* Instruction 1:
In the forum thread about soldering litz wire, roughly what temperature does the thread give for burning off the wire insulation?
* Instruction 2:
Please set down the forum thread on soldering litz wire word for word: begin at the words "Some directions on" and stop after "you use it?".
* Instruction 3:
List every tool or device that the forum thread on soldering litz wire names as a way to apply heat to the wire.

* Source:
Can you give a deeper description of why it is needed. I did trim mine about half way (they still stand off the board) but I just soldered them to the fastons.
 
Can you give a deeper description of why it is needed. I did trim mine about half way (they still stand off the board) but I just soldered them to the fastons.

It's needed because True Copper's leads are litz cables (each conductor is individually insulated) so, after trimming to the right lenght, they should be tinned with the solder pot.

It's the only 'clean' way to remove insulation.
 
Is it recommended to use a solvent or is simply scraping enough? We only used bare wire. Is there enough heat to melt off the coating?

IMHO, you can't simply solder them without the solder pot...

To burn the insulation you'll need circa 400°C and you should do it for each individual wire... a PITA... and with no guarantee of success.

Since you're going to organize a small GB for TCs I would add to the costs to be shared a cheap solder pot like the one I've linked. ;)
 
I have read a tutorial in the past about the cardass wire and how to remove the insulation on the conductors. If I remember correctly you simply burn the insulation off the end where you are going to solder using a small (SMALL) torch or butane lighter. It has to get hot fast. When the insulation stops bubbling it is gone. My only worry would be transferring heat to the cap itself. Also since the wire is insulated heatsinking may not be effective. The solder pot may also transfer a great deal of heat because the ends of the wire would have to be in there for a while at low temps to burn off the coating. What does the manufacturer recommend?
 
The leads, trimmed to the right lenght, are circa 2cm.

It's possible to solder litz wire with a simple soldering iron as we can see on this video but, IMHO it would overheat the capacitor.

Even using the pot, set at circa 400°C with an immersion time of circa 4-5 seconds the cap heated a lot.

Some directions on soldering litz wire from Cardas website:

Soldering Litz Conductors
Q.) I'll be using a lot of your 21.5 gauge hookup wire for a project and I'm wondering about the best way to remove the litz coating before soldering. I am told that you use an acid, which would probably work best for me. If so, can you tell me what that acid is, and at what strength you use it?

* Dataset extract:
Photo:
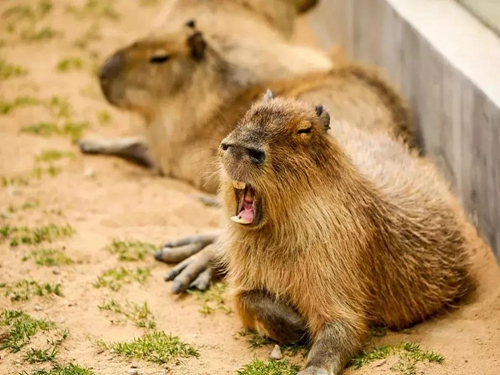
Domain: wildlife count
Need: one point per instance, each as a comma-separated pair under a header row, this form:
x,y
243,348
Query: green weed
x,y
45,129
35,34
22,327
95,8
23,12
409,354
15,181
130,251
36,235
40,355
51,170
23,290
59,107
73,130
254,339
213,299
7,107
69,64
140,316
114,279
271,367
49,257
156,347
49,156
70,369
8,71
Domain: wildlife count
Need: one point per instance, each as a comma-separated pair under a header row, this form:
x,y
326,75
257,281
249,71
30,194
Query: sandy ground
x,y
106,199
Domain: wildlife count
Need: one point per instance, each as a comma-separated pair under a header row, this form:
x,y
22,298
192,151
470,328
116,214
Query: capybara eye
x,y
159,59
304,131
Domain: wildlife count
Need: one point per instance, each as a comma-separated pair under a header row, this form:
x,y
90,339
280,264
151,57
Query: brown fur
x,y
355,229
183,92
263,19
352,93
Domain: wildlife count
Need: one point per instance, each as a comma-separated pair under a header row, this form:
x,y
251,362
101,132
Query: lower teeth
x,y
240,220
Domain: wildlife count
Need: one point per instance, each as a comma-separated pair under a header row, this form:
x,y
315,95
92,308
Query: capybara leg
x,y
196,271
181,249
271,317
335,345
134,150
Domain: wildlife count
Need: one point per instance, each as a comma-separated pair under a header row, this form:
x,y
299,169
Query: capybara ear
x,y
191,24
197,45
268,96
324,117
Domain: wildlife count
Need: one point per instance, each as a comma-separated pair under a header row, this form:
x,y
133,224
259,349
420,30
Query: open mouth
x,y
246,204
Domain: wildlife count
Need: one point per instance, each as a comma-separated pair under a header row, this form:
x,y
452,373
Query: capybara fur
x,y
337,227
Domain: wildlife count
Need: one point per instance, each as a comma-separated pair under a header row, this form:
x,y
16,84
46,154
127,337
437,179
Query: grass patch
x,y
34,34
378,332
22,327
14,181
254,339
213,299
155,347
103,117
40,355
49,257
28,205
8,70
23,290
73,130
95,9
409,355
49,156
271,367
70,369
51,170
25,12
139,315
45,129
114,279
30,16
130,251
69,64
59,107
7,107
36,235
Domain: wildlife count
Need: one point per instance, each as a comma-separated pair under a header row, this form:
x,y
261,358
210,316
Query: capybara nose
x,y
111,67
255,155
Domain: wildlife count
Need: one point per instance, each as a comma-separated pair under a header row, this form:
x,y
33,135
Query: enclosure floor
x,y
105,199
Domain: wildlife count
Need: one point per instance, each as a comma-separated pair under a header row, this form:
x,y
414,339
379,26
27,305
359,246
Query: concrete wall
x,y
454,97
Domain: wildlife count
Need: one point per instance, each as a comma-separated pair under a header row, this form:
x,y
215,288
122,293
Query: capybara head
x,y
138,76
269,156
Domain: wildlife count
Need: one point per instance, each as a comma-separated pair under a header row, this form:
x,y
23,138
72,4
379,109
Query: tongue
x,y
246,212
246,215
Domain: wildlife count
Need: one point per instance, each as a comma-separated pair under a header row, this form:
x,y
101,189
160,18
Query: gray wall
x,y
459,127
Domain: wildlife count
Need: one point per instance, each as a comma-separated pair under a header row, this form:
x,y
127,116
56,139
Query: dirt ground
x,y
105,199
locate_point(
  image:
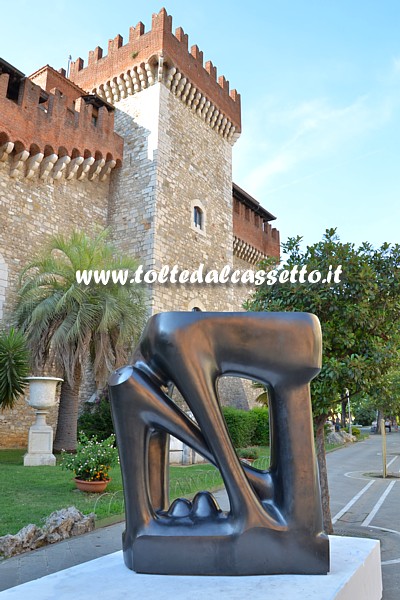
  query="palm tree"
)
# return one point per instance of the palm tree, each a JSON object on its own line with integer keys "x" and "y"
{"x": 66, "y": 321}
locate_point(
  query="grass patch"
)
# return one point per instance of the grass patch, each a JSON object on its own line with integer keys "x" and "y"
{"x": 30, "y": 494}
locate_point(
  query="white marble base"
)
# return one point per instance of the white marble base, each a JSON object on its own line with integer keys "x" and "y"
{"x": 355, "y": 575}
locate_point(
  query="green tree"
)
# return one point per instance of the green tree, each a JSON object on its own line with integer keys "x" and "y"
{"x": 14, "y": 366}
{"x": 359, "y": 315}
{"x": 66, "y": 321}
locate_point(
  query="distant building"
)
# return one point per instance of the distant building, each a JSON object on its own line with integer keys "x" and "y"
{"x": 139, "y": 140}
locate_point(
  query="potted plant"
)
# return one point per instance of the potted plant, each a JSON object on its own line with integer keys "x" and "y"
{"x": 91, "y": 462}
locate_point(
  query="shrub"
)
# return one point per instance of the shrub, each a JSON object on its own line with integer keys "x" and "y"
{"x": 250, "y": 452}
{"x": 261, "y": 431}
{"x": 92, "y": 459}
{"x": 247, "y": 427}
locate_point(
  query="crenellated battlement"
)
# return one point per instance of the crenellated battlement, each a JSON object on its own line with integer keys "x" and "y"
{"x": 46, "y": 134}
{"x": 254, "y": 237}
{"x": 161, "y": 56}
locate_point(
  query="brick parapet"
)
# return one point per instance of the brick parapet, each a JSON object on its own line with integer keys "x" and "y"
{"x": 48, "y": 79}
{"x": 160, "y": 55}
{"x": 51, "y": 139}
{"x": 254, "y": 237}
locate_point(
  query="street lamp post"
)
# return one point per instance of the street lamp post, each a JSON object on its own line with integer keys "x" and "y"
{"x": 349, "y": 410}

* Output 1:
About 400°C.

* Output 2:
Some directions on soldering litz wire from Cardas website:

Soldering Litz Conductors
Q.) I'll be using a lot of your 21.5 gauge hookup wire for a project and I'm wondering about the best way to remove the litz coating before soldering. I am told that you use an acid, which would probably work best for me. If so, can you tell me what that acid is, and at what strength you use it?

* Output 3:
Solder pot; small torch; butane lighter; simple soldering iron.